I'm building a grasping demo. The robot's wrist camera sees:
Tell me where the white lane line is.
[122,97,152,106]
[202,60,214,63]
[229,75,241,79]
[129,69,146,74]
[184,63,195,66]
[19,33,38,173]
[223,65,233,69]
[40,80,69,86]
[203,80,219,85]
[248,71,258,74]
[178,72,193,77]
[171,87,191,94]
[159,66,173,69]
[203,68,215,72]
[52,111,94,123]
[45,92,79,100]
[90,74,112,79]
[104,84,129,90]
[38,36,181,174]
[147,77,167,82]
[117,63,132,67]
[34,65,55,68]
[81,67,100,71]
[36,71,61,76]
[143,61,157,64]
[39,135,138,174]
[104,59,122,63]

- - - -

§ **Goal**: Update the entries above by rewriting them with "white lane line" changed to "yellow lane line" and every other part left the same.

§ **Answer to the task**:
I'm building a grasping demo. The robot's wrist camera sees:
Tell me where the yellow lane line is.
[122,97,152,106]
[202,60,214,63]
[229,75,241,79]
[129,69,146,74]
[184,63,195,66]
[19,33,38,173]
[223,65,233,69]
[40,80,69,86]
[203,80,219,85]
[248,71,258,74]
[178,72,193,77]
[171,87,191,94]
[159,66,173,69]
[203,68,215,72]
[52,111,94,123]
[45,92,79,100]
[90,74,112,79]
[104,84,129,90]
[38,36,181,174]
[147,77,167,82]
[117,63,132,67]
[34,65,55,68]
[81,67,100,71]
[36,71,61,76]
[143,61,157,64]
[39,135,138,174]
[104,59,122,63]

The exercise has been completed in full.